Gather every line of the material below that contains the word "apartment" and copy each one out. Case counts when matching.
** BEGIN Given information **
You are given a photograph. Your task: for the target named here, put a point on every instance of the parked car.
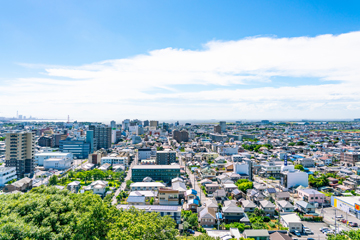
(352, 224)
(297, 233)
(324, 229)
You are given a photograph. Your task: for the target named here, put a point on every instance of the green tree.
(299, 167)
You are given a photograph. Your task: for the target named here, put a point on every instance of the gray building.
(102, 134)
(165, 157)
(156, 172)
(19, 152)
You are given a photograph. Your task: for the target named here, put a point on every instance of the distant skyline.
(180, 59)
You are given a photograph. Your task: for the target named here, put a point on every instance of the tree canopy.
(50, 213)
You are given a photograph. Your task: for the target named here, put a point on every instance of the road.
(329, 217)
(202, 196)
(123, 184)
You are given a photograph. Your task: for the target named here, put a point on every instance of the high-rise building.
(154, 123)
(217, 129)
(165, 157)
(102, 134)
(146, 123)
(181, 136)
(19, 152)
(113, 124)
(223, 126)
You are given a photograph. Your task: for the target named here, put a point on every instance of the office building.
(144, 153)
(155, 172)
(45, 141)
(79, 148)
(20, 152)
(222, 126)
(154, 123)
(181, 136)
(115, 160)
(102, 134)
(6, 175)
(350, 158)
(113, 124)
(165, 157)
(57, 163)
(217, 129)
(146, 123)
(41, 157)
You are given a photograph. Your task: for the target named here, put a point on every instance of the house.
(212, 187)
(232, 213)
(136, 200)
(143, 186)
(229, 188)
(190, 194)
(248, 206)
(279, 236)
(268, 207)
(74, 186)
(173, 211)
(236, 194)
(305, 207)
(205, 181)
(279, 196)
(291, 221)
(207, 217)
(168, 196)
(285, 206)
(257, 234)
(311, 196)
(193, 204)
(21, 185)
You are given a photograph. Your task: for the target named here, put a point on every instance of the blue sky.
(54, 54)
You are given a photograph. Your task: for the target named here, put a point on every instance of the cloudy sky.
(180, 60)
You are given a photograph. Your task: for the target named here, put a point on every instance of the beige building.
(20, 152)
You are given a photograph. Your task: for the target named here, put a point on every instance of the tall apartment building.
(223, 126)
(154, 123)
(181, 136)
(146, 123)
(102, 134)
(165, 157)
(217, 129)
(19, 152)
(350, 158)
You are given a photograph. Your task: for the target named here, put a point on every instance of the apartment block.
(20, 152)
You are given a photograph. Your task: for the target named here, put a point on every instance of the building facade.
(20, 152)
(156, 172)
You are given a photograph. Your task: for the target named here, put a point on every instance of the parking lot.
(315, 228)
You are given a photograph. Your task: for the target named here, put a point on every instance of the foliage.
(240, 226)
(190, 217)
(128, 183)
(50, 213)
(299, 167)
(244, 185)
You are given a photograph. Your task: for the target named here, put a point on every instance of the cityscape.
(180, 120)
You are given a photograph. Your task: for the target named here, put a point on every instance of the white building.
(292, 178)
(144, 153)
(115, 160)
(41, 157)
(57, 163)
(7, 174)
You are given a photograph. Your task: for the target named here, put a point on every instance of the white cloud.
(123, 87)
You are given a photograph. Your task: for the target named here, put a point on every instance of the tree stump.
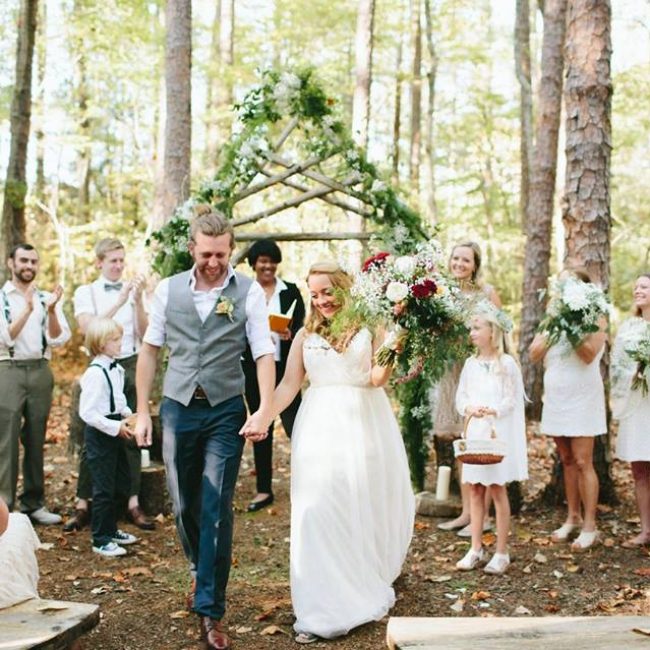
** END Given information **
▶ _Written response_:
You are given a photograph. Your task: for the target named here, put a point on every instance of the tall apartment building.
You are given a photograph. Your task: for the target named here, put a point on every instance of the apartment block.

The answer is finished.